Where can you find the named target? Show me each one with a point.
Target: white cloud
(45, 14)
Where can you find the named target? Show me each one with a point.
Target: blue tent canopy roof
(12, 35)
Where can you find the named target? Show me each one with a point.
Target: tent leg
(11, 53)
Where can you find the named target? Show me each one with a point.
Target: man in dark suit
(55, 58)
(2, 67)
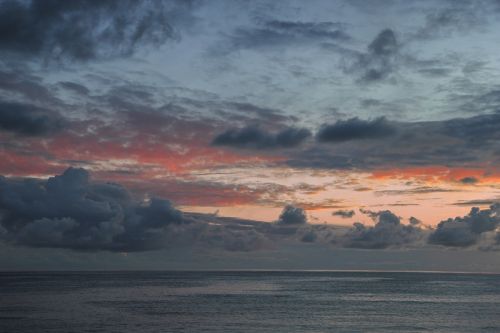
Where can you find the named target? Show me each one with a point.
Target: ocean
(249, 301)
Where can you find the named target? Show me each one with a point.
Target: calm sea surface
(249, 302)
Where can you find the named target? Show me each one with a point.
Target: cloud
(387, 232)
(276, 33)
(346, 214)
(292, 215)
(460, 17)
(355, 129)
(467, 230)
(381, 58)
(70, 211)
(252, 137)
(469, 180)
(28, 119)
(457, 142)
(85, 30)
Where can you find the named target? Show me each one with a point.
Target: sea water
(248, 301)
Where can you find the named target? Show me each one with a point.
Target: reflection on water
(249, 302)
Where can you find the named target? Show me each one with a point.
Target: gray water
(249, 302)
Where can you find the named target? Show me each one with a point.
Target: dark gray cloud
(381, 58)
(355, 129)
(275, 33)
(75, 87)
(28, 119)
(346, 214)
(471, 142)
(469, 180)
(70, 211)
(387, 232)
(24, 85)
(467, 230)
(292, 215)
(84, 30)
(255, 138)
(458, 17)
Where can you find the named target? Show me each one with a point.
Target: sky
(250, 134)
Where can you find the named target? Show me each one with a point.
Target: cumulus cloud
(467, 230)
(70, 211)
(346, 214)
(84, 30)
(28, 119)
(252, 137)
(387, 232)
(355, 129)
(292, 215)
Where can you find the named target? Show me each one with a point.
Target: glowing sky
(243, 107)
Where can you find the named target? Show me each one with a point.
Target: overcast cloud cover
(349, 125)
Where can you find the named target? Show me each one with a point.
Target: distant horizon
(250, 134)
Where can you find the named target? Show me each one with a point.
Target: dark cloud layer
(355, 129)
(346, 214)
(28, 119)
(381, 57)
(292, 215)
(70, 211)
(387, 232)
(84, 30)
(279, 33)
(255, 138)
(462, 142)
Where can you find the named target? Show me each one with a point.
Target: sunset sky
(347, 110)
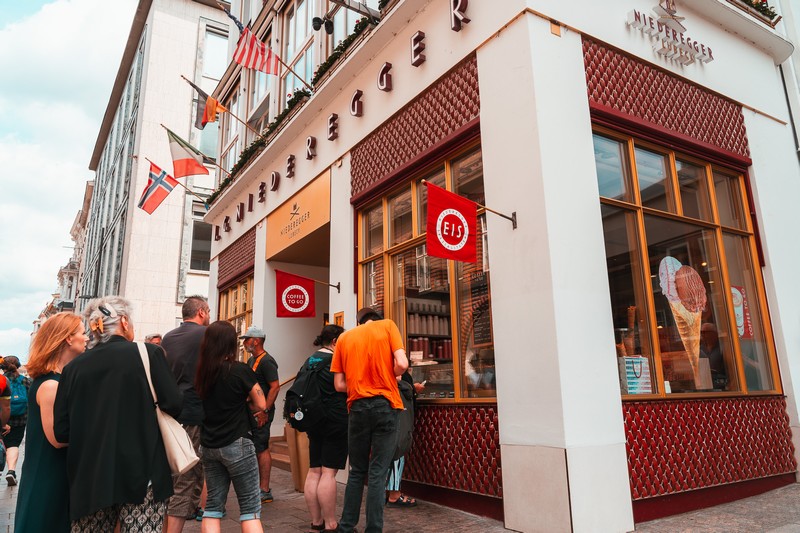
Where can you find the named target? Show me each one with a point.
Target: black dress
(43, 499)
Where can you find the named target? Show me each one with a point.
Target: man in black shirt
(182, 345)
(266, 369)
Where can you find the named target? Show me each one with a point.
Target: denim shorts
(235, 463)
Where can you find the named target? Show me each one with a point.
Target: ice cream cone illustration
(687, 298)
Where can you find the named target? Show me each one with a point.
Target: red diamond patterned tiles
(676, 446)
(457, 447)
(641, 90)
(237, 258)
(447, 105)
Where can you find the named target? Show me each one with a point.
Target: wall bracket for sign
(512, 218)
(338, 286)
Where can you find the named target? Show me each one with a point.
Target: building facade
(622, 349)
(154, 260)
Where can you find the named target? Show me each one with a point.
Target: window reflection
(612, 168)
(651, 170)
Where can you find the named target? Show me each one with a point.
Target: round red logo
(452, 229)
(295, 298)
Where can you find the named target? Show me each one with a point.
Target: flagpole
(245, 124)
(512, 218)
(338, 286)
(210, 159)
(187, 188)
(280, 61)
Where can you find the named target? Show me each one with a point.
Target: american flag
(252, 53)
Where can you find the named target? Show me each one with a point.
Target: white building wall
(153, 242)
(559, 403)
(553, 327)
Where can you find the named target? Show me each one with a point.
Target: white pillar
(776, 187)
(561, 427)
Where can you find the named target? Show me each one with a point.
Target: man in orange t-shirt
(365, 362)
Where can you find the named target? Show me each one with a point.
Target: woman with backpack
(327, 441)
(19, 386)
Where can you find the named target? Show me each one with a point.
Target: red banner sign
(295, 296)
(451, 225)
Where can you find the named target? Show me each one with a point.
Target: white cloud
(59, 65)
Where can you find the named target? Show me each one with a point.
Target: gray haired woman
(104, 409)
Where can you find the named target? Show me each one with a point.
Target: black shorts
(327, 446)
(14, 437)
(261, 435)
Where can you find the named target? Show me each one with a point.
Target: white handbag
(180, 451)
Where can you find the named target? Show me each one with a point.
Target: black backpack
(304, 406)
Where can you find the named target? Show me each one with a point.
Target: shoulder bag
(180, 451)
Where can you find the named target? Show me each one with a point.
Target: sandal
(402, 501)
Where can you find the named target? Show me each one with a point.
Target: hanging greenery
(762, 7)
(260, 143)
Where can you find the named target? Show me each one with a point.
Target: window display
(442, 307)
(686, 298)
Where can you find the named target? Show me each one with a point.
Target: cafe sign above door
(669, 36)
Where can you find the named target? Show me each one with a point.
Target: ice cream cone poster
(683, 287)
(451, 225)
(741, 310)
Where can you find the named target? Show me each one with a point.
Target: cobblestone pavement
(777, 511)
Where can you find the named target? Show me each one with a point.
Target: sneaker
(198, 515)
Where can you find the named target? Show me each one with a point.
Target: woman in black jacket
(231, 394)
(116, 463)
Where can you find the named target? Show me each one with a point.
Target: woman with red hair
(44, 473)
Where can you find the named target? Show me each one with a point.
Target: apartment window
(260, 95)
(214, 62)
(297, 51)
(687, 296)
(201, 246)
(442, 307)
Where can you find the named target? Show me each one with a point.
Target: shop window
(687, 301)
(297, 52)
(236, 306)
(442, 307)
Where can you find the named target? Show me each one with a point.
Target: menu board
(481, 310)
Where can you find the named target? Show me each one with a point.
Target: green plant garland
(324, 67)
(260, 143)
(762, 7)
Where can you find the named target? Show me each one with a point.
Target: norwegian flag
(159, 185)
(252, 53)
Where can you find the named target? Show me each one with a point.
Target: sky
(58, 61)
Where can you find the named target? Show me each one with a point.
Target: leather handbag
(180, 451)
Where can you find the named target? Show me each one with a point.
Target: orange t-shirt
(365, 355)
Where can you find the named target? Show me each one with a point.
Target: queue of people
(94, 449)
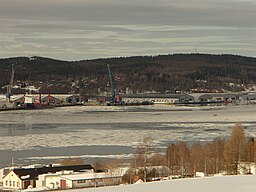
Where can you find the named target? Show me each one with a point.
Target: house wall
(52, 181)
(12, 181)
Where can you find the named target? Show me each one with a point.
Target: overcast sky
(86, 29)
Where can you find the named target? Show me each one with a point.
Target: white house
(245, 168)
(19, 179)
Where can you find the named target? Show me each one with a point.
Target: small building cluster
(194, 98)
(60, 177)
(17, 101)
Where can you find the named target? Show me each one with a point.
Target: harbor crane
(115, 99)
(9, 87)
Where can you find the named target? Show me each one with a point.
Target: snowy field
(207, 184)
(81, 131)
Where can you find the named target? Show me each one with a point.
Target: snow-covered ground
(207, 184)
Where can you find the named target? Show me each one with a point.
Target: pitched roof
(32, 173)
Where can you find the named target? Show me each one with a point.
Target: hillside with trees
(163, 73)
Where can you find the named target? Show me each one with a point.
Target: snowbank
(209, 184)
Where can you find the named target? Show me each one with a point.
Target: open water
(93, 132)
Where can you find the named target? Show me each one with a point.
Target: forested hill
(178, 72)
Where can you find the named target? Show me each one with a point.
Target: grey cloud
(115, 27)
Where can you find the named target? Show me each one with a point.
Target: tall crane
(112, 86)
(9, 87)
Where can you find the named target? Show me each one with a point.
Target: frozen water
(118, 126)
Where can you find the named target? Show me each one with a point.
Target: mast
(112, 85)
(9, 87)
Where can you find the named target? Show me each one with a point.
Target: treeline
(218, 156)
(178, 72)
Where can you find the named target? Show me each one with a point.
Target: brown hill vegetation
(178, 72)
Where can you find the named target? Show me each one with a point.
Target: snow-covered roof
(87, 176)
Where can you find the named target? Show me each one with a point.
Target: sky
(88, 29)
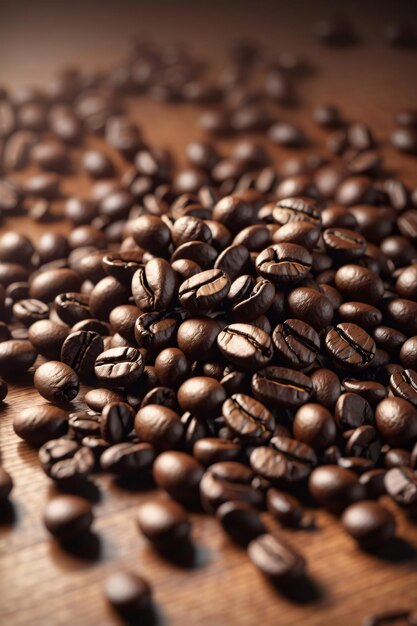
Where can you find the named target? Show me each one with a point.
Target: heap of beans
:::::
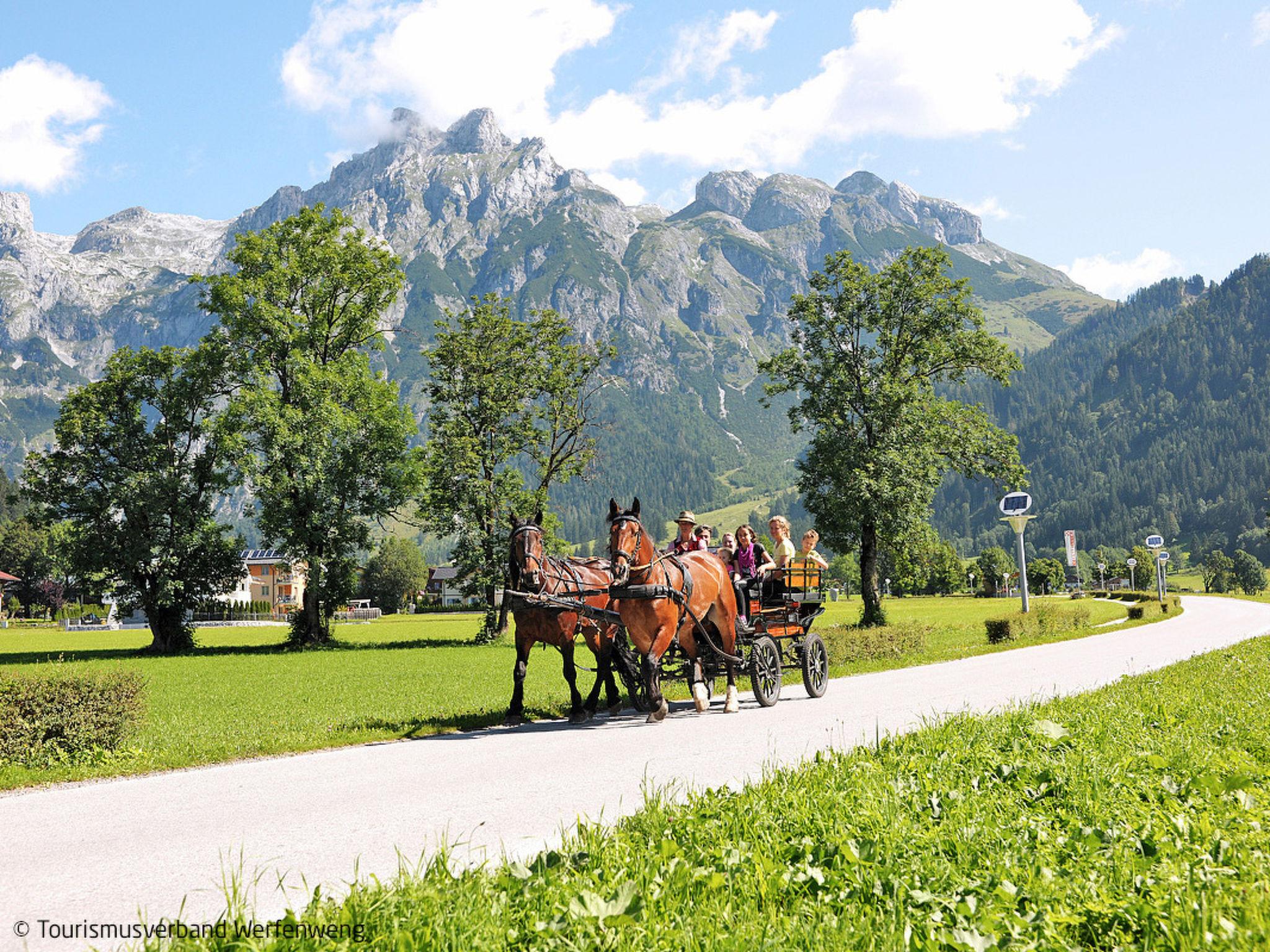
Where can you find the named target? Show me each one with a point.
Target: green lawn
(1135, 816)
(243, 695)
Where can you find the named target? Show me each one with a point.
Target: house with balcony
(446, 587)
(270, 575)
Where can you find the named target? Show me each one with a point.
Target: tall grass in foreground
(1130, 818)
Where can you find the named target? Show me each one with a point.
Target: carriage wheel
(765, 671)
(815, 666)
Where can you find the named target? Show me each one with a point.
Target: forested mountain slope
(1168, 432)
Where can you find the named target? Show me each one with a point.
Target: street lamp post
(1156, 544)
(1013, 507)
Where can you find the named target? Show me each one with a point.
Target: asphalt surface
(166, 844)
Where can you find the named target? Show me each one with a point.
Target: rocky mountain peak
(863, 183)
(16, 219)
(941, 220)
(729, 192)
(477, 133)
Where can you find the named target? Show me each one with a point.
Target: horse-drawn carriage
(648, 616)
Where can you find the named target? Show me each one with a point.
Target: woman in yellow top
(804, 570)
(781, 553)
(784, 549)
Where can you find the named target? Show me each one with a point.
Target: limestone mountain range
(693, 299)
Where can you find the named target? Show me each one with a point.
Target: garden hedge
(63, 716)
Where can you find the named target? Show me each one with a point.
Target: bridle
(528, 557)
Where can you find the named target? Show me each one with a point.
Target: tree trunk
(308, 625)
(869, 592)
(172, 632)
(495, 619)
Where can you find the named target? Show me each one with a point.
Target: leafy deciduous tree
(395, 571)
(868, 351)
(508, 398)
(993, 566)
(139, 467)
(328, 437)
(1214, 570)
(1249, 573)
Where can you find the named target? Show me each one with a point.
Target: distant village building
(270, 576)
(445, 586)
:::::
**WORK INSTRUCTIONS**
Start at the line containing "Target: small building cluster" above and stop at the line containing "Target: heap of beans". Output those lines exactly, both included, but none of the pictures.

**ANSWER TO THIS TASK**
Target: small building cluster
(194, 98)
(60, 177)
(17, 101)
Where can you find the named target? Show me each one with a point.
Target: harbor crane
(115, 99)
(9, 87)
Where can you find the named target? Show me each one with a point.
Target: snowy field
(207, 184)
(81, 131)
Where can you find the named target? Show me each one with a point.
Target: snow-covered ground
(207, 184)
Where can you find the named target? Show me each one with a point.
Target: pitched roof
(32, 173)
Where can you find the named target? Show me each one with a point.
Target: hillside with trees
(163, 73)
Where can you find the named target? Show me each one with a point.
Target: snowbank
(209, 184)
Where can you find the named target? Show me each one with a point.
Target: open water
(93, 132)
Where can you find the named target? Show me each one with a point.
Target: forested hill
(178, 72)
Where can you find the named target? Show me each one with a point.
Target: grey cloud
(115, 27)
Where can you find the named target? Show me each one with a point.
Target: tall crane
(112, 86)
(9, 87)
Where can you find the named target? Show me each one with a point.
Target: frozen water
(118, 126)
Where can you find the named target? Show me each one with a point.
Target: mast
(112, 85)
(9, 87)
Where can you find the named target? Show me each one with a point.
Target: treeline
(218, 156)
(178, 72)
Where can you find the named target? Show me each one with a point.
Target: brown hill vegetation
(178, 72)
Where can you find the named target? Show me each one with a point.
Target: snow-covered roof
(87, 176)
Where can you find the named target? Show me each one with a point.
Target: sky
(88, 29)
Where can you find the named target? Show me each one with a point.
Target: heap of beans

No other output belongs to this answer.